# WHAT TO WORK ON
**A.** Copy the stretch of the Haiti earthquake transcript that opens with the words "COREY FLINTOFF: Survivors" and closes with "through an interpreter.", keeping every word and mark unchanged.
**B.** List every person named in the Haiti earthquake transcript.

# EXTRACT TO READ
RENEE MONTAGNE, host:
This is MORNING EDITION from NPR News. Im Renee Montagne. The Haitian government is planning a massive relocation of earthquake victims to camps outside the devastated capital of Port-au-Prince. Its aimed at staving off disease and it could involve as many as 400,000 people. Most of them are now living in squalid, makeshift shelters around the city. NPRs Corey Flintoff has this look at some of the places people are taking shelter.
COREY FLINTOFF: Survivors are sleeping in nearly every open space in the city, fearful that even the buildings that withstood last week's earthquake could collapse in one of the frequent aftershocks.
This is a small park on the edge of the city center, where several hundred people are camping on the pavement or in the dirt. A young woman who gives her name only as Mariyam sits on the curb with a cluster of other people who look worn by more than a week of living in the open, amid the dust and smoke of the ruined city. She speaks through an interpreter.

# SUPPLIED ENTRIES
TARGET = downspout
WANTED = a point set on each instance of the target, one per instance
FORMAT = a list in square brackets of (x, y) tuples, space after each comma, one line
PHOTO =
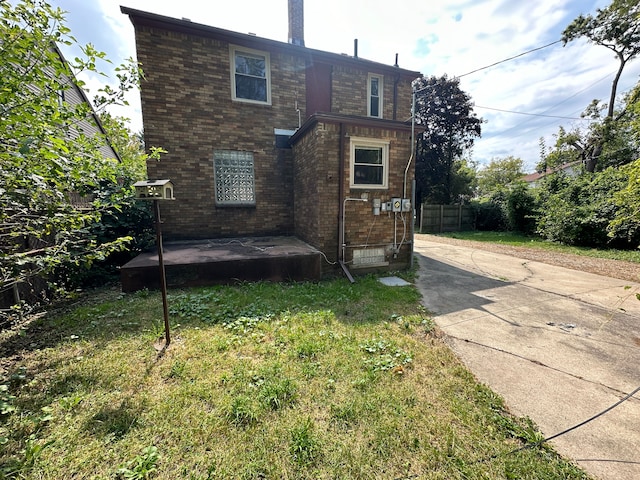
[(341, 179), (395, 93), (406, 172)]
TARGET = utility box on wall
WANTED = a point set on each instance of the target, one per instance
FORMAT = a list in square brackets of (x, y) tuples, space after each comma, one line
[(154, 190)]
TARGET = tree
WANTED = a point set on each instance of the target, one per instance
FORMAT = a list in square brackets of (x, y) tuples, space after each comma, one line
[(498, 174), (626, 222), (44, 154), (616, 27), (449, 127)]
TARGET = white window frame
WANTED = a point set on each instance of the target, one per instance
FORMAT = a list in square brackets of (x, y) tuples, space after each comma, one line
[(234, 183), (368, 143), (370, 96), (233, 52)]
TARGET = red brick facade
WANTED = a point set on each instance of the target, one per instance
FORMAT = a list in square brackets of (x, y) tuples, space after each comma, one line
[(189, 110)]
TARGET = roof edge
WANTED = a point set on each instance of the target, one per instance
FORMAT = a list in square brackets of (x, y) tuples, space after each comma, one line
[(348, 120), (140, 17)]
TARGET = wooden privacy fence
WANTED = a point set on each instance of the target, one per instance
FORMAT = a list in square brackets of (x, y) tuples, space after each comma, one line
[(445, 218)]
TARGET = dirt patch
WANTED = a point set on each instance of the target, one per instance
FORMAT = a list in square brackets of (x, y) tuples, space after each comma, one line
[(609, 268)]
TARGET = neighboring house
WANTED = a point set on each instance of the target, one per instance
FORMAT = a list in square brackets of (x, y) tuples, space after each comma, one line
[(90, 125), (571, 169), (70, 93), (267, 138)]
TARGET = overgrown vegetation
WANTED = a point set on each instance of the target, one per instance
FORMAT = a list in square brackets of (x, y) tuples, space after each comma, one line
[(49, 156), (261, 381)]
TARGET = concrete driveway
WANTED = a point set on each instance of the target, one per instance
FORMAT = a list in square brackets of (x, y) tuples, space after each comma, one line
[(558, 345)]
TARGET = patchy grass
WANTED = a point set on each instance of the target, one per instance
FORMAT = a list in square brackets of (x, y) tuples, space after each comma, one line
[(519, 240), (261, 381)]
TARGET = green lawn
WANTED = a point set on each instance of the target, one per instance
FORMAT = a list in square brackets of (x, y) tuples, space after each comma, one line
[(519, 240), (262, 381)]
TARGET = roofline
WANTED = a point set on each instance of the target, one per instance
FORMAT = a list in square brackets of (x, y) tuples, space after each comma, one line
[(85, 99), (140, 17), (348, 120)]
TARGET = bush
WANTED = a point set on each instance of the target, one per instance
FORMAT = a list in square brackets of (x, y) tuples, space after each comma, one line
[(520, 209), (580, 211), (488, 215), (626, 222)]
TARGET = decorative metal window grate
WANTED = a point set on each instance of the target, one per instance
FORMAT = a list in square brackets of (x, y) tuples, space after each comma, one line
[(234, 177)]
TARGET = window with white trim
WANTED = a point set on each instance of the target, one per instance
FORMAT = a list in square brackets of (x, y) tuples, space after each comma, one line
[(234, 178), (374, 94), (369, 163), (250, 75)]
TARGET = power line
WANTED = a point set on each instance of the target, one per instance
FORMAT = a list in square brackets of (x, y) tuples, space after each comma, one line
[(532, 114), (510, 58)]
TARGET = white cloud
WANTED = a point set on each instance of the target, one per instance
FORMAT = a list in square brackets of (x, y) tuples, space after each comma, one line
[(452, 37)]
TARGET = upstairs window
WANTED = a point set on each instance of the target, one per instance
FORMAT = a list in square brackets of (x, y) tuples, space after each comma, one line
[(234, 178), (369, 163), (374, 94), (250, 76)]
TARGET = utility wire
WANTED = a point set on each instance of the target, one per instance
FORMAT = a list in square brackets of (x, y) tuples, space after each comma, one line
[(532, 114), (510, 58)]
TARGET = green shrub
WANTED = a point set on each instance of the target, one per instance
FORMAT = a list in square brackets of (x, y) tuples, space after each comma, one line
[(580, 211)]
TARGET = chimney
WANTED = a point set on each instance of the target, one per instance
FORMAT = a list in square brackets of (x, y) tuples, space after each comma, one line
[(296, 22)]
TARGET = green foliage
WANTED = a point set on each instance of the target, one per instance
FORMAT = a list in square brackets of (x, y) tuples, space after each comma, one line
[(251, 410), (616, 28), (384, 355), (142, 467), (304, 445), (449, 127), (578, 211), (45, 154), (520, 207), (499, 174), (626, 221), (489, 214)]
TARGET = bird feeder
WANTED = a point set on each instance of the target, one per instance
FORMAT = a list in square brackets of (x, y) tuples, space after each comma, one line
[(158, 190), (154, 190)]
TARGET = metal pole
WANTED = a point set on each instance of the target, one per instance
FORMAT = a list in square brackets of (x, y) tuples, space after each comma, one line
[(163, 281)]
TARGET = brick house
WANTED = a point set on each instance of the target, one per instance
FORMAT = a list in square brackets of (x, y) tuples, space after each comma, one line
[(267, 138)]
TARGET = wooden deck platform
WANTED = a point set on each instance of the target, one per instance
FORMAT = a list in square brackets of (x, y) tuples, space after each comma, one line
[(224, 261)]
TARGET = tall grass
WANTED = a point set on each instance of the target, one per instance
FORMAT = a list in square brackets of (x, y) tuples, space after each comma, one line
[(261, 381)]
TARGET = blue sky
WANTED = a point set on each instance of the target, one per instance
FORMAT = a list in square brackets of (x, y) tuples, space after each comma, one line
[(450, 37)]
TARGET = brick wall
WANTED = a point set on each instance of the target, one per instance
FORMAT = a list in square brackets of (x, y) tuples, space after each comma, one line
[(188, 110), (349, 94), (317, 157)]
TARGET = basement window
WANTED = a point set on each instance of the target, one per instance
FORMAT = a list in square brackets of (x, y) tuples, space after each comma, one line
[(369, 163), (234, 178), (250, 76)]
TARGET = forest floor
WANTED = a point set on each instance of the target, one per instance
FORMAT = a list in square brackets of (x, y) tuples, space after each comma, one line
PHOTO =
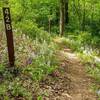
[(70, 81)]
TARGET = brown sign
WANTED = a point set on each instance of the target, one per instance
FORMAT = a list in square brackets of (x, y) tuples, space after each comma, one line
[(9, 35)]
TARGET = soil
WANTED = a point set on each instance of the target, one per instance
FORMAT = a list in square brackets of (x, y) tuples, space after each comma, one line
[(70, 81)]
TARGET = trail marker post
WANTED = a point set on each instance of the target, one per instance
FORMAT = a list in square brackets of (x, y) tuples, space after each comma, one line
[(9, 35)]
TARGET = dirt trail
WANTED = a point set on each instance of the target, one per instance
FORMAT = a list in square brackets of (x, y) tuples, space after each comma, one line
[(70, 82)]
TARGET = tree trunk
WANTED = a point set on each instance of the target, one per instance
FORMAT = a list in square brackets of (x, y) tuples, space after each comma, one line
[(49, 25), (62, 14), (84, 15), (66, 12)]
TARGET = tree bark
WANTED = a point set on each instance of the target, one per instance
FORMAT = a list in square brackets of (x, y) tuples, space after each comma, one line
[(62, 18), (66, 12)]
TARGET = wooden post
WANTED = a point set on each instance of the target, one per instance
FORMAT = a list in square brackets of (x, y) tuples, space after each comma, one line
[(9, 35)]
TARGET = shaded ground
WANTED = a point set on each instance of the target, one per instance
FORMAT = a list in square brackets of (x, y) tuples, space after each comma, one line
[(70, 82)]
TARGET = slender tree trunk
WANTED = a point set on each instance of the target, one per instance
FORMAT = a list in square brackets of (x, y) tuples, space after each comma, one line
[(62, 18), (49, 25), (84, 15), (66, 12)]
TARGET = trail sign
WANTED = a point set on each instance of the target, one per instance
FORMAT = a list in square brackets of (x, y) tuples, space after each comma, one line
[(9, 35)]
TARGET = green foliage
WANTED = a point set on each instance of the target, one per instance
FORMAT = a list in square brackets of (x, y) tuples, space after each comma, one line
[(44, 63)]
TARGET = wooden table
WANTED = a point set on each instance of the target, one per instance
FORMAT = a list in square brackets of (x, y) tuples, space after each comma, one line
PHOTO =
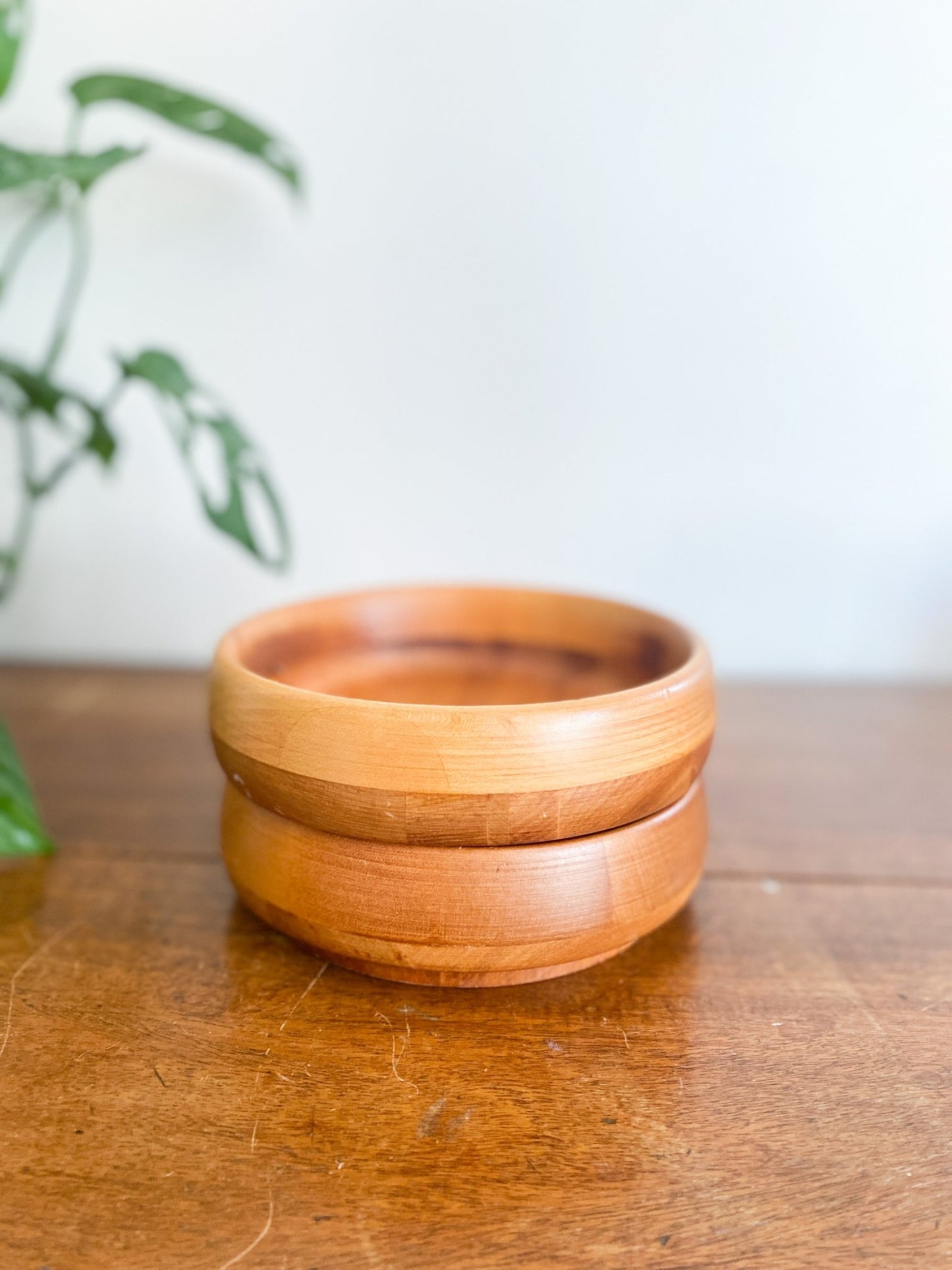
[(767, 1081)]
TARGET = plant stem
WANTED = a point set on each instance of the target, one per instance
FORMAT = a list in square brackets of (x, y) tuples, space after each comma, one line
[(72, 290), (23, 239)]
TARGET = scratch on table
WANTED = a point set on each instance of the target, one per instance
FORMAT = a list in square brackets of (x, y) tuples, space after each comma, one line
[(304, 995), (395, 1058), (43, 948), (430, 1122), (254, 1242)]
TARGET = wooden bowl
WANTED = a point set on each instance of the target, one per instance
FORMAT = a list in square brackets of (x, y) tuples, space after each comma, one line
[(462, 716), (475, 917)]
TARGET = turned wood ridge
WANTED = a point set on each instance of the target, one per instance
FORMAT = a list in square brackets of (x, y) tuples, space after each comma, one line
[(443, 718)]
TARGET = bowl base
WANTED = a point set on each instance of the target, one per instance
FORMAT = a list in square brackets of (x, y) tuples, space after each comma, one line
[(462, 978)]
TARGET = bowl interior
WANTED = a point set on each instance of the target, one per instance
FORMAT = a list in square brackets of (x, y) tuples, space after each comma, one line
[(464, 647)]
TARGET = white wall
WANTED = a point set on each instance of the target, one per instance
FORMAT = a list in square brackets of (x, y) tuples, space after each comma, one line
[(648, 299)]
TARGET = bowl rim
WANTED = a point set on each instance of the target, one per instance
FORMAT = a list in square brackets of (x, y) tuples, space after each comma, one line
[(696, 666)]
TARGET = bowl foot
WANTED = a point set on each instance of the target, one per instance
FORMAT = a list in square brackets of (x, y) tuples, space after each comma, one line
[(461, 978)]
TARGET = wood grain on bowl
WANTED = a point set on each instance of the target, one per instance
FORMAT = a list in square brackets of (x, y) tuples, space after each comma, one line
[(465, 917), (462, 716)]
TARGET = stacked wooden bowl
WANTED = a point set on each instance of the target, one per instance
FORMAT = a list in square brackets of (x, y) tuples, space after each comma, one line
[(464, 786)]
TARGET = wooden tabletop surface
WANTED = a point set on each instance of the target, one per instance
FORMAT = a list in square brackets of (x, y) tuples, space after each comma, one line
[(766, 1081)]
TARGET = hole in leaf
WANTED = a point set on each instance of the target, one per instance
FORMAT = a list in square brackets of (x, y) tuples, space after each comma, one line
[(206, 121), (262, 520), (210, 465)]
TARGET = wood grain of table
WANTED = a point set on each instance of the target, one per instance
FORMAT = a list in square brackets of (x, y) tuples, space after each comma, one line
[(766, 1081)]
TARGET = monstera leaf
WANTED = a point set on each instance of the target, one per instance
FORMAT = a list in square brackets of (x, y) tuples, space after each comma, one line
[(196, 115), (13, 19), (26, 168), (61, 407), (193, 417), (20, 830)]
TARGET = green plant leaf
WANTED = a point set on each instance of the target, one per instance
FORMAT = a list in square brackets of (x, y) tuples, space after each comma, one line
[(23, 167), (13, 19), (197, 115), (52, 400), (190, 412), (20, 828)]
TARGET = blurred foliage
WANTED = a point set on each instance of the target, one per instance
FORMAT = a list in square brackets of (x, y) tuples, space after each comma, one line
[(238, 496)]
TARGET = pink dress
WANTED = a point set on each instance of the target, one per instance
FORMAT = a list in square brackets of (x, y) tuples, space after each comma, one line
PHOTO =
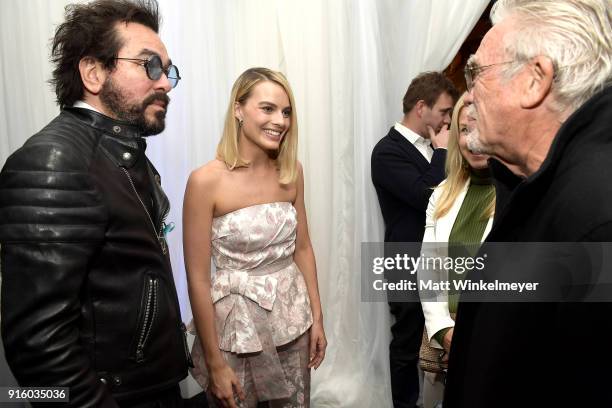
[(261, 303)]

# ANSWERS TO THE PROBLEMS
**A.**
COREY FLINTOFF: Survivors are sleeping in nearly every open space in the city, fearful that even the buildings that withstood last week's earthquake could collapse in one of the frequent aftershocks.
This is a small park on the edge of the city center, where several hundred people are camping on the pavement or in the dirt. A young woman who gives her name only as Mariyam sits on the curb with a cluster of other people who look worn by more than a week of living in the open, amid the dust and smoke of the ruined city. She speaks through an interpreter.

**B.**
Renee Montagne
Corey Flintoff
Mariyam